Tasks to perform:
#1 From the article on the French teen's HIV remission, set down the stretch from "A very small" through "was not controlled." word for word.
#2 According to the article on the French teen's HIV remission, at what age was the virus first detected in the girl's blood?

Excerpt provided:
○ ○ ○ ○ ○

French teen's HIV in remission after 12 years of no drugs
The Washington Post
July 21, 2015 17:33 MYT
July 21, 2015 17:33 MYT
A French teenager's HIV infection is still in remission more than 11 years after her medications were discontinued, the longest hiatus on record for a young person and the best indication yet that long-term interruption of the infection is possible in children, a researcher revealed on Monday.
The virus has been undetectable in the teenager's blood since she was 21 months old, according to the information presented on Monday at the 2015 International AIDS Society conference in Vancouver, B.C. She is now older than 18 years old and has not received anti-HIV medication since she was almost 6. A blood test shortly before her seventh birthday showed no presence of the virus.
Asier Sáez-Cirión, an assistant professor at the Pasteur Institute in Paris who conducted the research, was quick to note that the unidentified teen is not cured of HIV infection and that experts are not sure what caused her lengthy remission. "This girl is in remission," Sáez-Cirión said in an interview. "She's not cured."
Nevertheless, the case presents a number of possibilities for researchers seeking further progress against HIV, said Anthony Fauci, director of the National Institute of Allergy and Infectious Diseases at the National Institutes of Health.
"There's no measurable immunological reason why the (teen) is controlling" the virus, Fauci said. "But the (teen) is obviously controlling it."
In 2013, doctors reported that they had achieved a "functional cure" for the HIV infection in a Mississippi girl who was put on anti-retroviral therapy within hours of her birth. But in July 2014 — 27 months after her aggressive treatment ended — her doctors announced that she had tested positive for HIV, a setback for researchers seeking to cure a disease that affects 35 million people around the world.
A very small number of adults infected with HIV have been known to live many years without detectable levels of the virus in their blood despite ceasing treatment. Known as "elite controllers," they have been studied in an effort to determine how they naturally keep their viral loads in check. In children, such a response is even more rare.
Steven Deeks, a professor of medicine at the University of California at San Francisco, said further research must rule out the possibility that the teen is an elite controller, determine the mechanism of control and try to predict who might benefit from the same approach.
Like the Mississippi child, the French teen was treated aggressively with anti-retroviral medication shortly after she was born to an HIV-infected mother whose illness was not controlled.
In this case, the girl was given the drug zidovudine as a preventive measure for six weeks after birth, when treatment was suspended. The virus was first detected in her blood at the age of four weeks, and her viral load peaked at three months, when she began receiving a regimen of four drugs.

○ ○ ○ ○ ○

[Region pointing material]
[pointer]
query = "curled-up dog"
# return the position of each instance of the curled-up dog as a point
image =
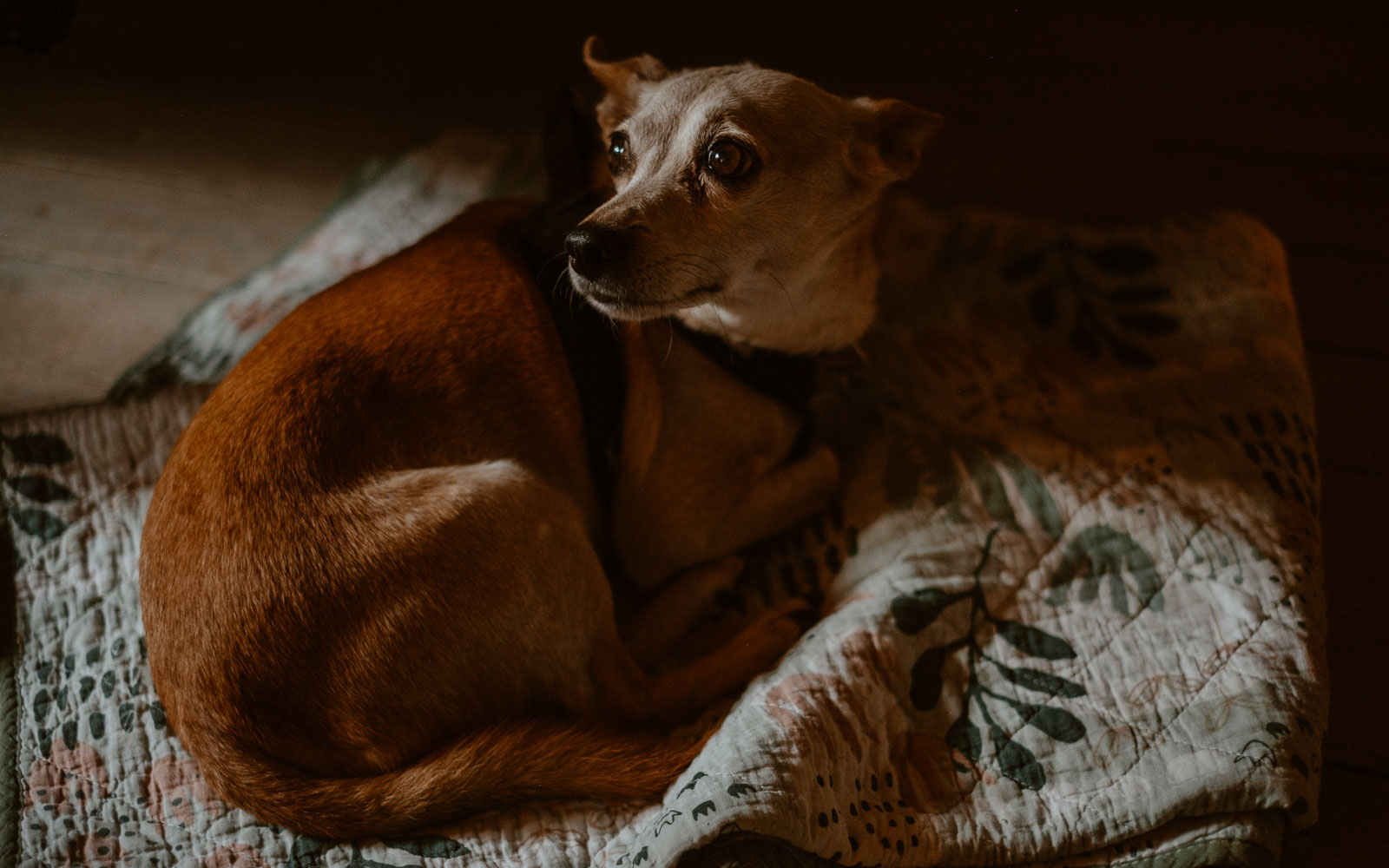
(372, 573)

○ ○ ○ ○ ○

Answers below:
#1
A very small number of adults infected with HIV have been known to live many years without detectable levels of the virus in their blood despite ceasing treatment. Known as "elite controllers," they have been studied in an effort to determine how they naturally keep their viral loads in check. In children, such a response is even more rare.
Steven Deeks, a professor of medicine at the University of California at San Francisco, said further research must rule out the possibility that the teen is an elite controller, determine the mechanism of control and try to predict who might benefit from the same approach.
Like the Mississippi child, the French teen was treated aggressively with anti-retroviral medication shortly after she was born to an HIV-infected mother whose illness was not controlled.

#2 At four weeks old.